* Task description
Locate the line that contains "Would you be so kind as to locate the orange lichen", then copy it and all later lines of the data below exactly, through the last one.

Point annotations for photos
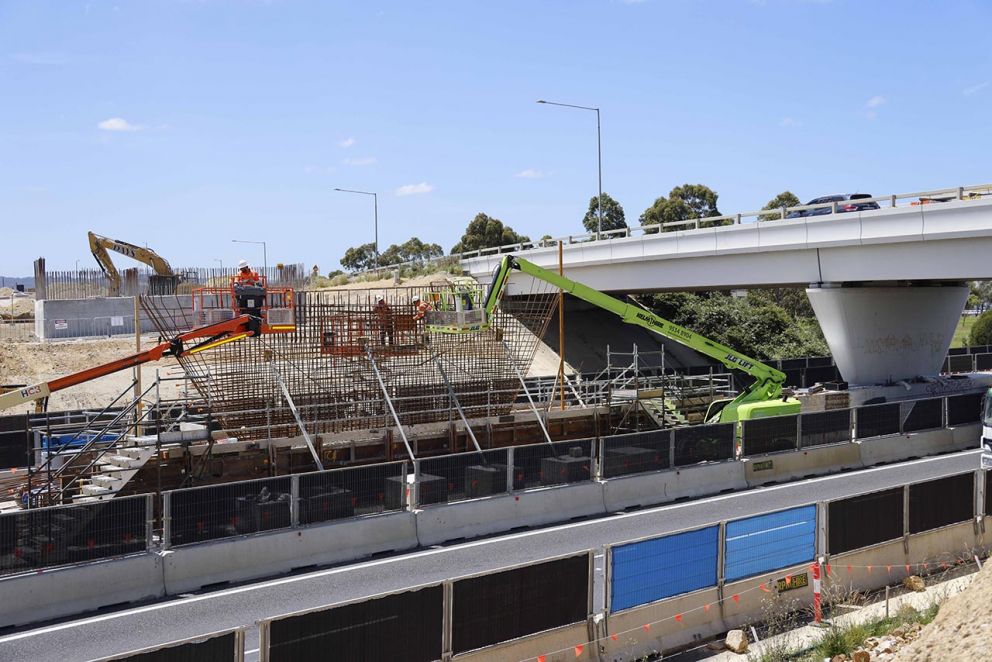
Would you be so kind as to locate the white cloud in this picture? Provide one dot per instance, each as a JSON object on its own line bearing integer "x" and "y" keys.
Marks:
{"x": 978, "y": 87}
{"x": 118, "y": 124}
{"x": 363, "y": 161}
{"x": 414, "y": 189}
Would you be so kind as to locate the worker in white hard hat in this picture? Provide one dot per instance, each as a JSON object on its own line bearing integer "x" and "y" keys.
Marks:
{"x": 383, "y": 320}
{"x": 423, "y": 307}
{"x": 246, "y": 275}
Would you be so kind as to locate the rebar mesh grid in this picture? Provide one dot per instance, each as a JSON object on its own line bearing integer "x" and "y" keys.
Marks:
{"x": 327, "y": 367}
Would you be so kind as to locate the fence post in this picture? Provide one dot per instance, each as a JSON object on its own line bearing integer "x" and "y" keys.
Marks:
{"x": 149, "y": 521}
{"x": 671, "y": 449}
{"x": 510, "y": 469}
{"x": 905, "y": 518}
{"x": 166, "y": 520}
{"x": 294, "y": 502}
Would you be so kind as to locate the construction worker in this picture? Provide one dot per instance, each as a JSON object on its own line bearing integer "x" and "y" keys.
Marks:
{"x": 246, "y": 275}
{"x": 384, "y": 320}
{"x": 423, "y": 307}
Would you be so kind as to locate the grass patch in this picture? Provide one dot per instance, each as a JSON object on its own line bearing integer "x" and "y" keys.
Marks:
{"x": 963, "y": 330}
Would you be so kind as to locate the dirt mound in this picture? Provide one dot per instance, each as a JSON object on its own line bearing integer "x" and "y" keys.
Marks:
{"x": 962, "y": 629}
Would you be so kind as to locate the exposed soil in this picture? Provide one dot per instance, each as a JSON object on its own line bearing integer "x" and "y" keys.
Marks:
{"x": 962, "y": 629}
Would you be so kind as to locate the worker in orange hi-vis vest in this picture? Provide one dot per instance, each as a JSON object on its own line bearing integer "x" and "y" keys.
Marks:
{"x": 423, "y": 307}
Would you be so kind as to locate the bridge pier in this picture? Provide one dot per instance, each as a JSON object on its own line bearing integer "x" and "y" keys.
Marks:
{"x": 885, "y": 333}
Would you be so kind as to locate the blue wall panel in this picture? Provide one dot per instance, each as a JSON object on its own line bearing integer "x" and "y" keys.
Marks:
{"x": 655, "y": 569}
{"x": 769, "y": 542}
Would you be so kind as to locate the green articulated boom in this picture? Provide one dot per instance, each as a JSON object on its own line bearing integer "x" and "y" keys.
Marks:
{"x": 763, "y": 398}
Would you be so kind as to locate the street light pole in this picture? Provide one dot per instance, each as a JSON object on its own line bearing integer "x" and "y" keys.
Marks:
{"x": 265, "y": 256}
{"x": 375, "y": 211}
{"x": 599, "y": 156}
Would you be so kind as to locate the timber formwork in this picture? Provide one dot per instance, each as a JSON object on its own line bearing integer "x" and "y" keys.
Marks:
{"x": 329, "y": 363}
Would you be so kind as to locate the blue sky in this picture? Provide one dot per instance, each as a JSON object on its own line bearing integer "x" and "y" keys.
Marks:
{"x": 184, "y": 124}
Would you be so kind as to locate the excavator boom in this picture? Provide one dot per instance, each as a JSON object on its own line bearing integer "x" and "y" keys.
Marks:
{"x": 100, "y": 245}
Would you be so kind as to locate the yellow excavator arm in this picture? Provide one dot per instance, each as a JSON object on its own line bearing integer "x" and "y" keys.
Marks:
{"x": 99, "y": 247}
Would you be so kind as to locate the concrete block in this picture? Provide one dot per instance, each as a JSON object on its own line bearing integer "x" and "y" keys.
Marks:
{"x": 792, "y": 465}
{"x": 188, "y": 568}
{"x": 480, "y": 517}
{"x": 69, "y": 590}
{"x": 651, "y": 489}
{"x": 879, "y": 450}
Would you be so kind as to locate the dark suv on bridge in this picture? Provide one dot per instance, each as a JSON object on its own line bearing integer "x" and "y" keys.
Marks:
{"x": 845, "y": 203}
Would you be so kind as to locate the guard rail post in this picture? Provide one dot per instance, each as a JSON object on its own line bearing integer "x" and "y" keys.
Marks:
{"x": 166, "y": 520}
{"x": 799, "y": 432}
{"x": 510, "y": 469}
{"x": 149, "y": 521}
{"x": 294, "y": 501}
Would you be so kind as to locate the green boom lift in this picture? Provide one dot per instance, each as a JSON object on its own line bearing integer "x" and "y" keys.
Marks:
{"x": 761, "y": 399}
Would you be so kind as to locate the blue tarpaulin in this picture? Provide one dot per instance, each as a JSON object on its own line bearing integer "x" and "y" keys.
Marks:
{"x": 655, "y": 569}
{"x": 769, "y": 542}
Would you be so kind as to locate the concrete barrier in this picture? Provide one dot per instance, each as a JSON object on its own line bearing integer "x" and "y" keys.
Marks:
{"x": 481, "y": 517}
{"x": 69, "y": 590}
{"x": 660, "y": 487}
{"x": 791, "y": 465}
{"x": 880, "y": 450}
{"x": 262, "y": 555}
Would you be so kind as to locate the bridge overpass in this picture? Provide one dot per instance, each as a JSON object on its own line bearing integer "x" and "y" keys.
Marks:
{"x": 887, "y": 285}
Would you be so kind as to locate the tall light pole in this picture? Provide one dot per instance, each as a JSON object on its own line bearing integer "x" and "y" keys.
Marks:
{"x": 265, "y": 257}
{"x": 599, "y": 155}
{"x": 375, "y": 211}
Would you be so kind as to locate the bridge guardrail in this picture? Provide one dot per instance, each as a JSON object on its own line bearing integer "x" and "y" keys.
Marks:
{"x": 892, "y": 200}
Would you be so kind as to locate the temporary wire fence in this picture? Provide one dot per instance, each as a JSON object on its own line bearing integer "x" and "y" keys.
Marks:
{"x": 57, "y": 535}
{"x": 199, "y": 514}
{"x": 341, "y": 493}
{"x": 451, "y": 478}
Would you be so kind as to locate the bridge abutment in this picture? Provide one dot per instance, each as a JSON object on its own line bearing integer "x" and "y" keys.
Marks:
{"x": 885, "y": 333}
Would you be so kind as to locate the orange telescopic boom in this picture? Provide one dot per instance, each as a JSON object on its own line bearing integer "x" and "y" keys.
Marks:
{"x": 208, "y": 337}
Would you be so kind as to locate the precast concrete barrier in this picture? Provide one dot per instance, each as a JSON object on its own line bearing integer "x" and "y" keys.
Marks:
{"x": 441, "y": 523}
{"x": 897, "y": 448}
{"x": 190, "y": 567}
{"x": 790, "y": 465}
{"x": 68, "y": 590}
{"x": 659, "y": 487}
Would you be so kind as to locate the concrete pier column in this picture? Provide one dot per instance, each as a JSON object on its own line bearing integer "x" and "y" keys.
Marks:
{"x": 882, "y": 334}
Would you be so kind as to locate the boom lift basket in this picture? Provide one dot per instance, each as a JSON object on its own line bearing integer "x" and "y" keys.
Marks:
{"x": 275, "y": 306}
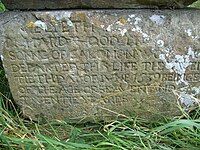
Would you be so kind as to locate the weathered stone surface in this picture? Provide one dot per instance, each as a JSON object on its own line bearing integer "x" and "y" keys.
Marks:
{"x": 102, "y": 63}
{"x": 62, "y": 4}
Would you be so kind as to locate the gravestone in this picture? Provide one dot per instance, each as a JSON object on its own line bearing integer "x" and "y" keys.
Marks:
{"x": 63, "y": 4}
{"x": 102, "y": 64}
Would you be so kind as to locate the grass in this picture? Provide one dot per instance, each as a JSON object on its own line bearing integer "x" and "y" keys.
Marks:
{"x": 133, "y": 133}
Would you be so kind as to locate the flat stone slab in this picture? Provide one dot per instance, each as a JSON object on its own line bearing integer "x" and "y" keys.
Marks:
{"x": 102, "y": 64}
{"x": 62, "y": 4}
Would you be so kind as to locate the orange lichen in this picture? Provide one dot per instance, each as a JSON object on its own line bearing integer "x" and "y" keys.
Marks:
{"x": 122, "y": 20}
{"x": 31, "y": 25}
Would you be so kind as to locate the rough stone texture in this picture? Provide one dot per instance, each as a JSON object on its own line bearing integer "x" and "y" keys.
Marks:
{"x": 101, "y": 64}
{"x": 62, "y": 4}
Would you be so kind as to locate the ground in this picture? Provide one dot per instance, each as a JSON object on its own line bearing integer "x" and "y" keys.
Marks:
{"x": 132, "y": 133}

* The answer
Would you be so kind as to locate the orange lichen in this picture? Provide one dot per instance, each as a JSON object on its own line bearing integer "x" and "y" keys.
Marks:
{"x": 122, "y": 20}
{"x": 31, "y": 25}
Would you be so kind as to locate the rough stone texture in this picture? Provide one dot per instance, each as a JSON object on its own line bearing integer "x" and "y" keys.
Marks:
{"x": 101, "y": 64}
{"x": 62, "y": 4}
Would you be so kind as to locate the ground in this picture? Provide one dot per instance, each as a JSON object on its own line bearing integer "x" and "y" keys.
Marks:
{"x": 132, "y": 133}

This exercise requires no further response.